▶ _PROBLEM STATEMENT_: Write the lines below as a JSON list of strings, one string per line, omitting blank lines and the pictures.

▶ _DATA TO USE_:
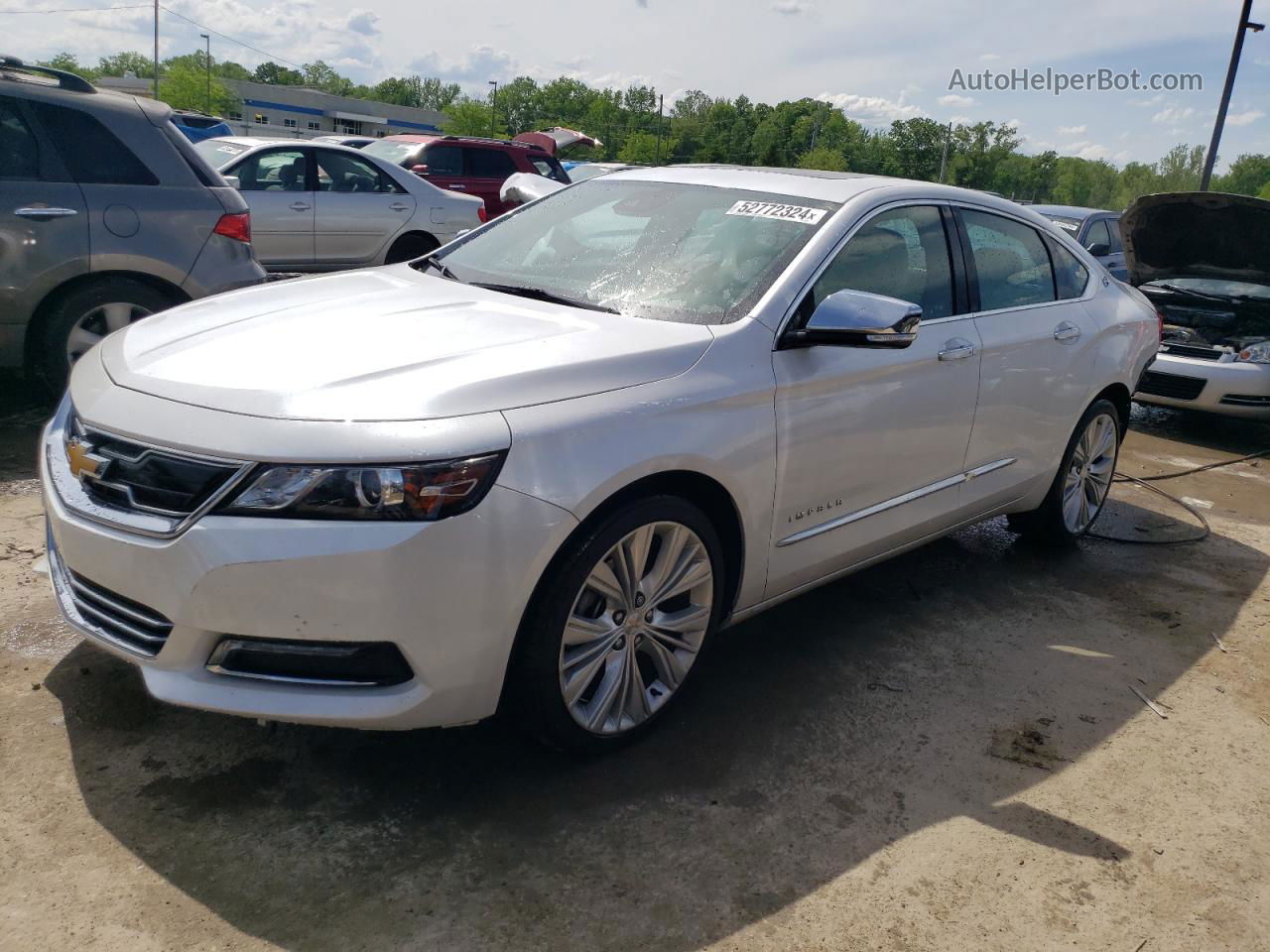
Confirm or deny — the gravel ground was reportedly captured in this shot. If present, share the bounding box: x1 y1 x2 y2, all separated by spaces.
0 396 1270 952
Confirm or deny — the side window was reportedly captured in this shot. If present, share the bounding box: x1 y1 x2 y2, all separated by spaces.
1107 218 1124 254
804 205 953 320
1049 241 1089 300
318 149 404 193
230 149 309 191
463 149 516 178
419 146 463 176
961 208 1054 311
31 103 159 185
1082 218 1111 249
0 100 40 178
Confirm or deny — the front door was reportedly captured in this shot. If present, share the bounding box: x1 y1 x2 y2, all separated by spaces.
957 208 1098 507
314 149 416 267
223 149 318 271
767 205 979 597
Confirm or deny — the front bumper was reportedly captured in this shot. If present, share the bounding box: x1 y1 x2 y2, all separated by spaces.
1133 354 1270 420
41 420 576 730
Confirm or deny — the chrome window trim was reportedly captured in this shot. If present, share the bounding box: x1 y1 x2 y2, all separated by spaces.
776 456 1017 548
45 400 257 539
772 198 959 350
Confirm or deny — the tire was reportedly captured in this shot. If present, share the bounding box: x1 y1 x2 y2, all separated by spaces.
508 496 725 753
384 235 440 264
1007 400 1124 544
32 278 176 394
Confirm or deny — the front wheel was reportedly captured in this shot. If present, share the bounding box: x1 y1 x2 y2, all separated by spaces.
508 496 724 752
1010 400 1123 543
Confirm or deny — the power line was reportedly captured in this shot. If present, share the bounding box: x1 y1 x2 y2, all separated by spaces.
156 4 304 69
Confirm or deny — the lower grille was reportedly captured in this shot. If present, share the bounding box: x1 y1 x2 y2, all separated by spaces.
1160 340 1225 361
1219 394 1270 410
1138 371 1207 400
63 567 172 657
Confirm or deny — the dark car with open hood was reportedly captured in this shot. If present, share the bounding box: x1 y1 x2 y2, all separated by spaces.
1121 191 1270 420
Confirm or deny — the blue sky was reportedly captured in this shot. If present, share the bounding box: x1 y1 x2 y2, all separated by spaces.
12 0 1270 165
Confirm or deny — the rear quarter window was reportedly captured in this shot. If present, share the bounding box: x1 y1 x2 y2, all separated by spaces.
31 103 159 185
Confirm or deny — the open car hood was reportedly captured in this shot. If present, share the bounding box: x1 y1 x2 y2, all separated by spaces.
512 126 604 155
1120 191 1270 286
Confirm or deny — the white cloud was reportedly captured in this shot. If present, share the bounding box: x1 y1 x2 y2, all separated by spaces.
1151 105 1199 127
1225 109 1265 126
817 92 926 122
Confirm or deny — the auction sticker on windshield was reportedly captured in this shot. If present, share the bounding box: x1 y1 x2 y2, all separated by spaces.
727 200 825 225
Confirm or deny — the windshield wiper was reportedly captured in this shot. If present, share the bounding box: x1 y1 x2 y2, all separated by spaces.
410 255 462 283
471 281 621 313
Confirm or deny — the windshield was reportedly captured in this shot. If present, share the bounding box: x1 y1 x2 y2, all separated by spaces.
194 139 250 169
436 177 838 323
362 139 428 165
1042 212 1080 235
1143 278 1270 300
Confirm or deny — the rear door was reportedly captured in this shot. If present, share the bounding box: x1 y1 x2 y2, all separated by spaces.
463 146 520 218
222 146 318 269
0 96 89 355
956 207 1097 509
314 149 416 267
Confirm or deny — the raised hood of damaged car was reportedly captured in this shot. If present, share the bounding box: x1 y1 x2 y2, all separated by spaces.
1120 191 1270 286
101 266 713 420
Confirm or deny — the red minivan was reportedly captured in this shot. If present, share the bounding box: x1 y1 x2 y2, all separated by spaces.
362 127 602 218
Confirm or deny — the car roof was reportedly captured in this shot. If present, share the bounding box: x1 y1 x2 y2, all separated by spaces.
1028 204 1120 218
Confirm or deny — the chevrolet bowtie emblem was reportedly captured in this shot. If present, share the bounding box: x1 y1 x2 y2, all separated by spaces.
66 436 110 480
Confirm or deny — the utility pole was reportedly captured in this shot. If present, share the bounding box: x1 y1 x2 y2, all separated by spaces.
198 33 212 115
1199 0 1265 191
155 0 159 99
653 95 666 165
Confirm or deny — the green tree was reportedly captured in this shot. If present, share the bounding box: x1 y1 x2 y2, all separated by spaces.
159 62 241 115
441 96 507 137
798 146 847 172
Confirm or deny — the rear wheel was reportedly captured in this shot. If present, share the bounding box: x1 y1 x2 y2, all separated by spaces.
1010 400 1123 543
35 278 174 393
384 235 440 264
508 496 724 752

▶ _REPLY TO THE EXERCISE_:
[
  "Confirm or deny — the gravel ground was reportedly captured in this shot. If present, share the bounding box: x1 y1 x2 y2, all separated by spaces.",
  "0 396 1270 952",
  "Confirm or deny — the side window was reportedly captured in this shot. If present, share the bounding box: x1 y1 x2 y2, all separated by spaces.",
  "1107 218 1124 254",
  "804 205 953 320",
  "1049 241 1089 300",
  "318 149 404 193",
  "230 149 309 191",
  "463 149 516 178",
  "419 146 463 176",
  "961 208 1054 311",
  "31 103 159 185",
  "1082 218 1111 249",
  "0 100 40 178",
  "Confirm or deny — the front door was reportedly captured in this shot. If present, share the bounding box: x1 y1 x2 y2, all separated by spaces.",
  "957 208 1098 507",
  "314 149 416 267",
  "223 149 318 271",
  "767 205 979 597",
  "Confirm or deny — the front bumper was reportedly captured in this shot. If present, share the bounding box: x1 y1 x2 y2, all separated by spaces.",
  "1133 354 1270 420",
  "41 420 576 730",
  "Confirm or deny — the chrome window trim was reportedly captured in this shot. If present, share the bounding box: x1 y1 x2 y2, all separated by spaces.",
  "776 456 1017 548",
  "45 400 257 539",
  "772 198 959 350",
  "Confirm or deny — the tire was reportedly captured in this shot. If present, share the bounding box: x1 y1 x2 y2, all separated by spaces.",
  "508 496 725 753",
  "384 235 440 264",
  "1007 400 1124 544",
  "32 278 176 394",
  "Confirm or deny — the front wheel was reportedly captured in this shot. If present, share the bounding box: x1 y1 x2 y2, all separated by spaces.",
  "508 496 724 752",
  "1010 400 1123 543",
  "Confirm or deny — the power line was reportedly captured in this shot. If present, share the bounding box: x1 y1 x2 y2, all separated by spaces.",
  "156 4 304 69",
  "Confirm or deny — the lower grille was reportedly captured in this shot. If present, share the bounding box: x1 y1 x2 y2, all separated by spaces.",
  "1160 340 1225 361",
  "1219 394 1270 410",
  "1138 371 1207 400",
  "63 567 172 657",
  "Confirm or deny — the dark car with open hood was reportedly captured in this shot. If present, share the bounding box: x1 y1 x2 y2, all separated by spaces.",
  "1121 191 1270 420",
  "Confirm or deny — the blue sky was reportedly captured in this shot. If present, share the bounding box: x1 y1 x2 y2, all separated by spaces.",
  "12 0 1270 165",
  "Confirm or deny — the rear quarter window was reportedly captured in this shot. If present, share the bounding box: x1 y1 x2 y2, all separated by spaces.",
  "31 103 159 185",
  "Confirm or deny — the open car hood was reportedly captured in this shot. If present, share the bounding box: x1 y1 x2 y2, all separated by spaces.",
  "512 126 604 155",
  "1120 191 1270 286",
  "Confirm or deny — the white cloud was reportedly captured in this shot. If present, share the bounding box: x1 y1 x2 y2, all separated by spaces.",
  "1151 105 1199 127",
  "1225 109 1265 126",
  "817 92 926 122",
  "Confirm or deny — the auction sticker on windshield was reportedly captured in this shot. If present, share the bounding box: x1 y1 x2 y2, all separated by spaces.",
  "727 200 825 225",
  "Confirm or deny — the windshield wiper was reportedly captured in this shot. If present, share the bounding box: x1 y1 x2 y2, all separated by spaces.",
  "410 255 462 283",
  "471 281 621 313",
  "Confirm or deny — the windshield was reportedly captured in this shot. If present, share the bounding box: x1 y1 x2 y2, all separated by spaces.",
  "194 139 250 169",
  "436 177 838 323",
  "362 139 428 165",
  "1042 212 1080 235",
  "1143 278 1270 300",
  "Confirm or deny — the rear door was reportedly captured in this shot. If present, share the bounding box: x1 y1 x2 y2, all separated by spaces.",
  "463 146 520 218",
  "222 146 318 269",
  "0 96 89 355",
  "956 207 1097 509",
  "314 149 416 267",
  "Confirm or deny — the raised hood of damaged car was reportedly captured in this shot. If present, share the bounding box: x1 y1 x2 y2, all separated by spaces.",
  "1120 191 1270 286",
  "101 266 713 420",
  "Confirm or deny — the red minivan was reportedly captured in this shot. If present, share the bounding box: x1 y1 x2 y2, all separated by spaces.",
  "362 127 602 218",
  "Confirm or deny — the car roof was reportedly captured in this shot. If present, share the bounding box: x1 y1 x2 y2, all separated by spaces.",
  "1028 204 1120 218",
  "Confirm or deny — the chevrolet bowtie emblem was reportedly captured in this shot. If present, share the bounding box: x1 y1 x2 y2, all separated by spaces.",
  "66 436 110 480",
  "Confirm or deny — the utility pole was reportedly captured in this shot. If present, share the bounding box: x1 y1 x2 y2, all separated by spaces.",
  "198 33 212 115",
  "1199 0 1265 191",
  "155 0 159 99",
  "653 95 666 165",
  "Confirm or deny — the green tree was reportedly captured in this shot. If present, share the bounding box: x1 y1 x2 y2, all separated by spaces.",
  "159 62 241 115",
  "441 96 507 137",
  "798 146 847 172",
  "Confirm or deny — the rear wheel was reportedly captured in this shot. If present, share the bounding box: x1 y1 x2 y2, all separated by spaces.",
  "1010 400 1123 543",
  "35 278 174 393",
  "384 235 440 264",
  "508 496 724 752"
]